### Tasks to perform
1) In the hearing testimony, where in S. 1152 does the deviation clause appear?
2) Rescale the listing from the line with "mask job: grey woody stem" up to and including the line with "MULTIPOLYGON (((75 327, 43". Reproduce only those lines, requests included, with every coordinate in the answers multiplied by 2.5 and rounded to a whole number, halves up, and the numbers in the requests and their format samples left as they are.

### Source extract
To summarize the views of the Conference on Uniform Ocean Bills of Lading, the bill, S. 1152, before your committee, is believed to be a satisfactory compromise of the interests of shippers, carriers, underwriters, and bankers in regard to uniform ocean bills of lading. The changes in American law to be effected by the bill will correct features of existing law which have proved unsatisfactory. The modifications and clarifications of provisions of the Brussels Convention, which the bill will accomplish, are necessary to adapt those provisions to American conditions and to make clear that essential features of American law are preserved. They will not interfere with the value of convention from the viewpoint of international uniformity.

As far as we are aware, all American interests concerned are in agreement in urging passage of the bill in the form now before your committee.

STATEMENT OF NORMAN DRAPER ON BEHALF OF THE INSTITUTE OF AMERICAN MEAT PACKERS

Mr. DRAPER. Mr. Chairman and gentlemen, the extract which you read from my letter accurately states the position of the packing industry, and I won't go into the details of this bill as it appears at present, because a gentleman here from the National Industrial Traffic League will discuss the bill in detail better than I could.

I would like, however, to comment on the deviation-clause matter, since I have been concerned with that for about 15 years.

The CHAIRMAN. Would you just at this point state the page and section or paragraph where the deviation clause appears?

Mr. DRAPER. The deviation clause appears on page 9, subsection 4, of Senate 1152, and I would like to read that language right here:

Any deviation in saving or attempting to save life or property at sea or any reasonable deviation shall not be deemed to be an infringement or breach of this act or of the contract of carriage, and the carrier shall not be liable for any loss or damage resulting therefrom: Provided, however, That if the deviation is for the purpose of loading or unloading cargo or passengers, it shall, prima facie, be regarded as unreasonable.

[Records excerpted from a collection]

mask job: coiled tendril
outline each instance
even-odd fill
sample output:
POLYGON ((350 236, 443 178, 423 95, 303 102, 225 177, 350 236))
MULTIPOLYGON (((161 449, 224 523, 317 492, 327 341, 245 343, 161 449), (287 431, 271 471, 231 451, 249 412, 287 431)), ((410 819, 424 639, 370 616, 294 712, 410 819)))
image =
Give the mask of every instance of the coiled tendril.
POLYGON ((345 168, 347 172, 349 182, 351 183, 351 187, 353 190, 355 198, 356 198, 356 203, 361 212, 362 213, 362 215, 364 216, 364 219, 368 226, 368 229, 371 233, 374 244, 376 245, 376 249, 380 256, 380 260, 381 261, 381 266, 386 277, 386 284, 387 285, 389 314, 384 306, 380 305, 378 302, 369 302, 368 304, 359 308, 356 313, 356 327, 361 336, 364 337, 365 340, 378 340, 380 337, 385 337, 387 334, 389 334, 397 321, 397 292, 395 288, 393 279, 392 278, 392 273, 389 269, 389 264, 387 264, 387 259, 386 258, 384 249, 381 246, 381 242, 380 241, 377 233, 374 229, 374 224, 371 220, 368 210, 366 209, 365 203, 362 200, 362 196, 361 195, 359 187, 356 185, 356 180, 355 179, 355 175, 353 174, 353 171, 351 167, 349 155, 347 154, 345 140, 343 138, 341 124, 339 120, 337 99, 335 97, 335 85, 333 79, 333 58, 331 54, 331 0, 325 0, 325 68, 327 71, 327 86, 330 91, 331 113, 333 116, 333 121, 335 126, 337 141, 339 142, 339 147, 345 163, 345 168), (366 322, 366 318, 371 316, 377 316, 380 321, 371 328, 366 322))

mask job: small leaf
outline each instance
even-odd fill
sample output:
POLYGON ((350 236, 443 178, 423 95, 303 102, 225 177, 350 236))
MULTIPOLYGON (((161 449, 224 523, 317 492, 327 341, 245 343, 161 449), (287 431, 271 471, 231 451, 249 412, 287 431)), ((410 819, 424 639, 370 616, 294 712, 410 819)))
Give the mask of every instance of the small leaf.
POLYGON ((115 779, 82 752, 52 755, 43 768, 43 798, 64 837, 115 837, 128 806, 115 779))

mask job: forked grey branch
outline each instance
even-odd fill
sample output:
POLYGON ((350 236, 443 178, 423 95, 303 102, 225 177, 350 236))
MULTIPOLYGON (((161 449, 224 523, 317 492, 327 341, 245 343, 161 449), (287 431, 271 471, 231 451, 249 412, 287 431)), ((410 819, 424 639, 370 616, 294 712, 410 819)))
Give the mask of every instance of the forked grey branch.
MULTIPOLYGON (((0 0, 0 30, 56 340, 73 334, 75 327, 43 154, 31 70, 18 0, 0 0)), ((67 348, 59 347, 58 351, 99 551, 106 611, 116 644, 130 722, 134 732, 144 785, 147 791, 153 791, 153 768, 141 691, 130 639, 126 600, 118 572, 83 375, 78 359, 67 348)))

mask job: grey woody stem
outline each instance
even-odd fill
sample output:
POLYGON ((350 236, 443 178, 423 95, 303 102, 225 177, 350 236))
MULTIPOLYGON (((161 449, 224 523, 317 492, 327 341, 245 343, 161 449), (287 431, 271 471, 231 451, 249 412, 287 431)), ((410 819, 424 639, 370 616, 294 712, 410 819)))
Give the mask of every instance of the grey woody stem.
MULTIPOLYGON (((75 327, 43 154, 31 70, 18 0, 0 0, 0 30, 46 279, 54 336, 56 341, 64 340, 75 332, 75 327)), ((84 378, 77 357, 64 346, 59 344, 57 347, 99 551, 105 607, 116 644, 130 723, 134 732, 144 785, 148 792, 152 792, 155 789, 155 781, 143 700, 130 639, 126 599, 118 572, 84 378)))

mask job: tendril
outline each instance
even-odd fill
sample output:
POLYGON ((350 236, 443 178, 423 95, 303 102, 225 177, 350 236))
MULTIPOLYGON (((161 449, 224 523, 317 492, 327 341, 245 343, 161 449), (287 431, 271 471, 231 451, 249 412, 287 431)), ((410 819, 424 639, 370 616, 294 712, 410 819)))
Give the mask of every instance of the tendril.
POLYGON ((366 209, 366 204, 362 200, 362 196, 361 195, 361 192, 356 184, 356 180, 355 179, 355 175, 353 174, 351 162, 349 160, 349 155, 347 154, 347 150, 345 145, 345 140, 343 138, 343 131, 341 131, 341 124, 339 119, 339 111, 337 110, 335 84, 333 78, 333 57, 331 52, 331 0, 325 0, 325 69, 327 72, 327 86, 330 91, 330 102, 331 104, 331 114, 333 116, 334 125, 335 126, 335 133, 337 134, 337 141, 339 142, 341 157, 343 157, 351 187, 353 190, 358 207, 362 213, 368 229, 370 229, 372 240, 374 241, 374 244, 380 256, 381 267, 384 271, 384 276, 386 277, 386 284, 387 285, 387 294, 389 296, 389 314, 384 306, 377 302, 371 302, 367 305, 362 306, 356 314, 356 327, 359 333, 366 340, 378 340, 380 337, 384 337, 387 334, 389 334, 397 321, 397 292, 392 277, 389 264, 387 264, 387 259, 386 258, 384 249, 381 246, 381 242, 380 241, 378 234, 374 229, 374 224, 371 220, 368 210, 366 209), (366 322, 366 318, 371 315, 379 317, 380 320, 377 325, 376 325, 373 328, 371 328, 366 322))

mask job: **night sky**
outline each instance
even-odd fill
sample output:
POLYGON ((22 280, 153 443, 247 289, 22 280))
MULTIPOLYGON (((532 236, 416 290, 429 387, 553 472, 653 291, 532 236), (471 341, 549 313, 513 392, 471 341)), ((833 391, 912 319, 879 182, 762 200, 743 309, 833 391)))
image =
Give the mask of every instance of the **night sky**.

...

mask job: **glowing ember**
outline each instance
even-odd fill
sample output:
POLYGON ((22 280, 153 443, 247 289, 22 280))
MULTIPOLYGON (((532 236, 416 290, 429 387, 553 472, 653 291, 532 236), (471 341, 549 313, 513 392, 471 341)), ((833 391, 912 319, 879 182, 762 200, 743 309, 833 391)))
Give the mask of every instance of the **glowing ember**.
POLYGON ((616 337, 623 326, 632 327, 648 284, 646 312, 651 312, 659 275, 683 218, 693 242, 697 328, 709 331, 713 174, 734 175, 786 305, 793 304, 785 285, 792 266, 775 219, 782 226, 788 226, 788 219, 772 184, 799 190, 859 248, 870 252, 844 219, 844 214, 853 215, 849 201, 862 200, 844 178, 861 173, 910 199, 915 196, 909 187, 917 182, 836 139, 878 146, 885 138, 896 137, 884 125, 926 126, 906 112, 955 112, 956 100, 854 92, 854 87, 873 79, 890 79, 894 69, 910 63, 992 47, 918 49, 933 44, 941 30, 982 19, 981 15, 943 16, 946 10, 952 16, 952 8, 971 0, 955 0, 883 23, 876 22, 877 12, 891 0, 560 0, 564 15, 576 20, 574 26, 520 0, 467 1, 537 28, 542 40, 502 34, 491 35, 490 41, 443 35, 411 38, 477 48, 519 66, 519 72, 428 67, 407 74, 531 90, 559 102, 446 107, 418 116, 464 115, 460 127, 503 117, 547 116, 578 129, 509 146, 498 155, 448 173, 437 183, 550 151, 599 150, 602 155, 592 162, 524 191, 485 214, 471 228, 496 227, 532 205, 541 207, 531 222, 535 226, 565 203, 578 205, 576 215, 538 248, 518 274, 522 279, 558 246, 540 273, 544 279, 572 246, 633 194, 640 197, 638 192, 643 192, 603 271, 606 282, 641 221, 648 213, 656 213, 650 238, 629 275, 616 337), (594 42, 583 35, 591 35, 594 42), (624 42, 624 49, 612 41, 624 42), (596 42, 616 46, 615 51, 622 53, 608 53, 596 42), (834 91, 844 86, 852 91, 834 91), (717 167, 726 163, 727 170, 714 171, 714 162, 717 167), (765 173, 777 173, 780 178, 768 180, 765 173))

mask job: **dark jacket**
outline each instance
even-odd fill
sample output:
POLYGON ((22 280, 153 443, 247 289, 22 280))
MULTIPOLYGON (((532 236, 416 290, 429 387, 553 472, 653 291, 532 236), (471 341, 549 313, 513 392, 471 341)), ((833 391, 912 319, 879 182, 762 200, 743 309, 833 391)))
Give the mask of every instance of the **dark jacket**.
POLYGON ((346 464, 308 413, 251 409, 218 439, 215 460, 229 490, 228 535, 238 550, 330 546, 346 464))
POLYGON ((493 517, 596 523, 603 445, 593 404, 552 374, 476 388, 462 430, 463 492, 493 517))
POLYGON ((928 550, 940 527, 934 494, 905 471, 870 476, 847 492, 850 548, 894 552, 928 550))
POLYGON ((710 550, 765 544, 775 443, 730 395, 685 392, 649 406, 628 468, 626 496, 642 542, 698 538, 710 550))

---

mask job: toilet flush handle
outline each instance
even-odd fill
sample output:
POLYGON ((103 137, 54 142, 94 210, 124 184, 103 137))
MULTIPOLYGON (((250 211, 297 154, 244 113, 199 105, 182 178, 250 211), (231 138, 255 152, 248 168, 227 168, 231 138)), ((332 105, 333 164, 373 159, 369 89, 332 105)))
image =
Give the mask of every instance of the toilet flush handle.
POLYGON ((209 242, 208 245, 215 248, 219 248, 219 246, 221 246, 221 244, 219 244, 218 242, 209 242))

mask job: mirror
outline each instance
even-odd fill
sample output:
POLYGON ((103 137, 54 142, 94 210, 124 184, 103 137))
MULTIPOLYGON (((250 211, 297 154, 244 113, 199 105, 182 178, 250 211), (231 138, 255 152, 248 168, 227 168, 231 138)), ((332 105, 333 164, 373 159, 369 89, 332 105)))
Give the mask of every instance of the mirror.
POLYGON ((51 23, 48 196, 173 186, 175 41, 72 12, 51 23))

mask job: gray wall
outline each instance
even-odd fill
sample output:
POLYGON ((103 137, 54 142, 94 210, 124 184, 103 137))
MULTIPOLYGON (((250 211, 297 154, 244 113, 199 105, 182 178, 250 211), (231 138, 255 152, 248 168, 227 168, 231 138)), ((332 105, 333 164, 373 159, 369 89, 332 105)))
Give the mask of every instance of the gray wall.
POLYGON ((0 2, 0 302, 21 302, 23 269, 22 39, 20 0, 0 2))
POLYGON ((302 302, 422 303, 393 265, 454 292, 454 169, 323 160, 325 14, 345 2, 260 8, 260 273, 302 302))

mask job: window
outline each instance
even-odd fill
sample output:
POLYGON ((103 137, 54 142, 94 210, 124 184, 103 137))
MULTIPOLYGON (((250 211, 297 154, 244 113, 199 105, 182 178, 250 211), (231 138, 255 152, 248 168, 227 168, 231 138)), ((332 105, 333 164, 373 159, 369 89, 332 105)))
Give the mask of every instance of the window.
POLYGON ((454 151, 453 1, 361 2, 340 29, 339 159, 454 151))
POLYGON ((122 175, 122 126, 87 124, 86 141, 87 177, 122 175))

### Worked answers
1) It appears on page 9, subsection 4, of Senate 1152.

2)
mask job: grey woody stem
outline each instance
even-odd fill
sample output:
POLYGON ((350 236, 443 178, 423 95, 303 102, 225 177, 350 236))
MULTIPOLYGON (((161 449, 224 523, 317 492, 327 341, 245 343, 161 449), (287 431, 271 471, 231 451, 249 412, 287 431)), ((410 819, 424 639, 370 616, 294 712, 410 819)))
Give the mask of every instance of the grey woody stem.
MULTIPOLYGON (((188 818, 108 385, 78 175, 45 0, 0 0, 0 75, 115 698, 135 840, 140 853, 160 850, 188 830, 188 818)), ((210 945, 193 893, 160 865, 148 860, 143 868, 248 1378, 263 1518, 290 1610, 325 1808, 335 1830, 360 1963, 370 1980, 380 1980, 388 1973, 388 1953, 358 1750, 325 1598, 315 1498, 295 1430, 210 945)))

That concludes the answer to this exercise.